## ABOUT THIS EXERCISE
Copy out all of the data below with no alterations.

*** Opening PROVIDED ENTRIES ***

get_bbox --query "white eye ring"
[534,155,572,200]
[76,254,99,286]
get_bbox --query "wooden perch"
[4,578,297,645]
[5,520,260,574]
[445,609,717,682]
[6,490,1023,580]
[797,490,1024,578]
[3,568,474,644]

*** Closing PROVIDED ENTRIES ***

## RESULT OF THIS TASK
get_bbox --query "white eye ring"
[534,155,572,200]
[76,254,99,286]
get_bbox --query "wooden perch"
[4,578,297,645]
[5,520,260,574]
[445,609,717,682]
[6,490,1023,580]
[797,490,1024,578]
[3,568,474,644]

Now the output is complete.